▶ _Passage given_:
Still Birth and Live Birth: The Gift of Holy Spirit (Pentecost)- 5/31/09 – Acts 2:1-13, John 20:19-22


I’m in the kind of work where the line between the personal and the professional is not always clearly defined and sometimes disappears altogether.  I have the privilege and the challenge of telling stories, speaking out of my own journey — recognizing that what I have to say is filtered through my own particular experience of life and how I have sensed God’s presence around me.   Often this appears more in anecdotal form — a childhood story, a book I have read, a conversation I have had.  It’s important not to confuse one’s own story with The Story, of which we are always and only a small part.  But every once in a while there is a personal experience that feels so embedded in the imagery and themes of the Grand Narrative, that its telling and the telling of that larger story become interchangeable, mixed, merged.  In this celebration of Pentecost, and in this season of our grief, this has become the case for me.  What I have to say personally, as a father and husband and friend, and what I have to say professionally, as a pastor, is the same thing.

As the people of Cincinnati Mennonite well know, and as our pilgrim visitors and other guests among us may or may not know, ten days ago Abbie and I and our family underwent a great loss.  Abbie was pregnant with our third daughter, and, due to complications, delivered early, at 22 weeks gestation, before our baby was able to survive outside of the womb.  This has been a time of grief and also a time of reflection and contemplation, trying to be in the moment and recognize it for all that it will mean in our lives.  We have had time to rest and time to be with family, wonderfully supported with meals and child care help from you our friends.

Part of the way I have always processed significant events is to write.  In the days following the delivery of our beautiful little Belle Ruthann, I have cherished the different times I have had to sit down and put into words that which seems almost ineffable.  As important as it was for me to write this, I know that I am not yet able to speak it.  A number of you have offered and provided help over the last number of days, and, in this case, I knew this was another area where we would need another’s gifts to hold us up.  So I have asked Keith if he would be my voice today and he has agreed to do this.


Holy Spirit

In a speech given at a conference focused on how it is we talk about Spirit, James Alison makes the observation that the writers of the New Testament regularly leave out part of the phrase that has become commonplace for us in the church: “The Holy Spirit.”  (  The various authors of the gospels and letters, those with the task of putting into words what it may mean to be accompanied by God through Christ, just as often speak of “Holy Spirit.”  Mary is not told that she will be with child because the Holy Spirit will overshadow her, but because she will be overshadowed by Holy Spirit.  John the Baptist does not promise that Jesus will baptize people with the Holy Spirit, but with Holy Spirit.  It’s a subtle difference, but part of Alison’s point is that we too often are betrayed by our own grammar, allowing it to limit our perception of that to which it is pointing.  In speaking of The Holy Spirit, we may be tempted to think of God as an object, another item, albeit a large and powerful item, that shows up on the scene.  Here, but not here.  There yesterday, but not today.  Alison hopes to direct us toward a fuller comprehension of God’s Being, and for this, suggests that the use of Holy Spirit can at times be appropriate.  Holy Spirit is not an object in our field of experience but rather, is the Presence which undergirds, surrounds, and illuminates our experience, enriching and enlivening.

▶ _List of tasks_:
1/ In the Pentecost sermon, whom did the speaker ask to serve as his voice that day?
2/ Write a continuation of the Pentecost sermon, beginning after its final sentence.
The records have no connection to the Pentecost sermon.

Excerpts from segmentation records:
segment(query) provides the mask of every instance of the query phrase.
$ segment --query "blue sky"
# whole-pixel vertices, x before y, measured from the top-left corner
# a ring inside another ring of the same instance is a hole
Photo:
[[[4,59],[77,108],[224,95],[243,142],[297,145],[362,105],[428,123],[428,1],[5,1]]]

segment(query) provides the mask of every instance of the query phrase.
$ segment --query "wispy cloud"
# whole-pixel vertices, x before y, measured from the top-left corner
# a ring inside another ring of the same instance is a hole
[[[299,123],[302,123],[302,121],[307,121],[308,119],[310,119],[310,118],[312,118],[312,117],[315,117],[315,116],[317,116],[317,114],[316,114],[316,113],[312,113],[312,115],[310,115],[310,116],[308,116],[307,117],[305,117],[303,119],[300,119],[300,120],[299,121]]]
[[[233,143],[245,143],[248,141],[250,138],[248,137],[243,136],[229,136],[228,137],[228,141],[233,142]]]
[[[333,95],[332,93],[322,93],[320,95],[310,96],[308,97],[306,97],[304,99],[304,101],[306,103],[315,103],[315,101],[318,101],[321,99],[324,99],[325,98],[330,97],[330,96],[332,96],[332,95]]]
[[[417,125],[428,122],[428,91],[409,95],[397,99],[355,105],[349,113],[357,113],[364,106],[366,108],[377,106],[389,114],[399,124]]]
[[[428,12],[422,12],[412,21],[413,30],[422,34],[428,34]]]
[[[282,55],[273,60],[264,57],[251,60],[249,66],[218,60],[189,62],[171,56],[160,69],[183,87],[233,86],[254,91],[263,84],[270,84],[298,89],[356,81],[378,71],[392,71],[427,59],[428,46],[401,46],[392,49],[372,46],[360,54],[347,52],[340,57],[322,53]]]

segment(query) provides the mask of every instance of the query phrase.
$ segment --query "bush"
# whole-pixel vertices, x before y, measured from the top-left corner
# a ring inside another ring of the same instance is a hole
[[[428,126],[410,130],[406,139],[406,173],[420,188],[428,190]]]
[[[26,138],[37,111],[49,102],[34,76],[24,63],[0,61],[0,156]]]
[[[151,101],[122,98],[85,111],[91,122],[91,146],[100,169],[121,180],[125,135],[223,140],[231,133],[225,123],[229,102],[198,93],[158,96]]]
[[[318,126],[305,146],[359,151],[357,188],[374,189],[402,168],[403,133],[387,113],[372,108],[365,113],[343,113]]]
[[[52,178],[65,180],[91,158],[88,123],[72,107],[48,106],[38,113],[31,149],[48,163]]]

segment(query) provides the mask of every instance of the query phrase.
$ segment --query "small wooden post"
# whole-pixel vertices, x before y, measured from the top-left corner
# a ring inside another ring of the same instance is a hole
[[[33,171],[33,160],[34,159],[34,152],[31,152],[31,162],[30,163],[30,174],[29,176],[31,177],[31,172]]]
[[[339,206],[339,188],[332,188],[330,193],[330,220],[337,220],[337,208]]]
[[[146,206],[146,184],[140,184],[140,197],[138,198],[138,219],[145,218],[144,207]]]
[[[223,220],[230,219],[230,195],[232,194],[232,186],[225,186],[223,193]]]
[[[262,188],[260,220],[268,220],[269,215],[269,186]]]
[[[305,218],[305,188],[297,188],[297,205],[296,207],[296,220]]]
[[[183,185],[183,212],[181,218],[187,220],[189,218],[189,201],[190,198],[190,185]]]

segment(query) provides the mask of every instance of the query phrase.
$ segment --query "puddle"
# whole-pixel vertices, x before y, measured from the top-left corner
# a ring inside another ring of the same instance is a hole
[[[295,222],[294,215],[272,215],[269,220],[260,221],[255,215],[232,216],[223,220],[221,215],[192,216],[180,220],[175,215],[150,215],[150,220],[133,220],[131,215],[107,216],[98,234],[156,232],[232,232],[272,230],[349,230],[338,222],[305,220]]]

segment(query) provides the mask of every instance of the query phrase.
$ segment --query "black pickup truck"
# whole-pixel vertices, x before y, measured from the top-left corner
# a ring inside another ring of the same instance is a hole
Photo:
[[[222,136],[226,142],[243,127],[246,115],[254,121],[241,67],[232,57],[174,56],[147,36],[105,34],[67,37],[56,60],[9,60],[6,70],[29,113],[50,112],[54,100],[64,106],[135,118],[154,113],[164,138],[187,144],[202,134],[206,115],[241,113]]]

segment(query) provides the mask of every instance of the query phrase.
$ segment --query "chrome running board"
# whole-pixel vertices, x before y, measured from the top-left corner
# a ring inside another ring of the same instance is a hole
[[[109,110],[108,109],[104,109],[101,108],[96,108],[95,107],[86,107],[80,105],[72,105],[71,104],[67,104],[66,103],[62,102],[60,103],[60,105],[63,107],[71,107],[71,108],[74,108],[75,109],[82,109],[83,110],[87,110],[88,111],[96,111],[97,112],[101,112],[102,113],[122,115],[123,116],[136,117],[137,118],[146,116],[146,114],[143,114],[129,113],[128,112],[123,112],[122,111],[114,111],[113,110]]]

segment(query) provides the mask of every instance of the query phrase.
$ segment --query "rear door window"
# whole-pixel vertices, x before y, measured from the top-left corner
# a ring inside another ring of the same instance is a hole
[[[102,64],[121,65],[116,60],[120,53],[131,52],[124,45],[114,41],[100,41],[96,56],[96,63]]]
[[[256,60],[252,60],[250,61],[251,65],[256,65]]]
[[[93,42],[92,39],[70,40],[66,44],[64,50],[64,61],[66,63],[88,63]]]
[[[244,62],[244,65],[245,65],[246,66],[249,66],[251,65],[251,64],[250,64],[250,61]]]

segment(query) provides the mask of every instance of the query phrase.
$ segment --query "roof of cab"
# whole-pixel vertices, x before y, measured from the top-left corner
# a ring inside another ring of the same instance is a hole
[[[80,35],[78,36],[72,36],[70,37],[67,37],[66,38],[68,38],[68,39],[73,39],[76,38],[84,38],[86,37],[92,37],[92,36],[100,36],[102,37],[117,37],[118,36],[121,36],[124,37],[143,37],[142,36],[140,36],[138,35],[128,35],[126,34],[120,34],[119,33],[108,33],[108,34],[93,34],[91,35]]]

▶ _Answers_:
1/ Keith

2/
Ever since learning that we were expecting our third child, our lives have certainly been enriched and enlivened, undergirded by a sense of Holy Spirit.  Imagine my surprise when, the evening before my ordination, Abbie walked down the stairs, turned to me as I was walking by, and said, “I’m pregnant.”  Just as I was preparing to have my life path affirmed and more firmly established, this little one stepped in and offered her presence as a reminder that one’s life path is anything but predictable.  Surrounded by what was already a holy weekend, we began imagining life as a family of five.

Anticipating her arrival meant more than just preparing to unpack the infant clothes.  This meant big changes.  Our current house was too small.  We would need a larger vehicle.  Plans for the next few years would have to be rethought.  OK, One thing at a time.  Thrilled to find a larger house on the same block, aided by a gracious, and efficient, church moving crew, we began settling into a new place, preparing the space for the life to come.

When Abbie began bleeding a couple months into the pregnancy; when we were soon told, and believed, for a duration of about five minutes, that we had had a miscarriage, only to discover a healthy baby with a booming heartbeat show up on the ultrasound monitor, we were even more mindful of the wonder of this child.  We felt like Mary might have felt, overshadowed by Holy Spirit.  “What child is this?”  Whoever she is, she has already changed our lives, caused quite a commotion, rocked our world.  As Abbie’s complications continued, even as the baby continued to develop in a healthy way, we held on tenderly to this one coming into being in the midst of a gathering storm.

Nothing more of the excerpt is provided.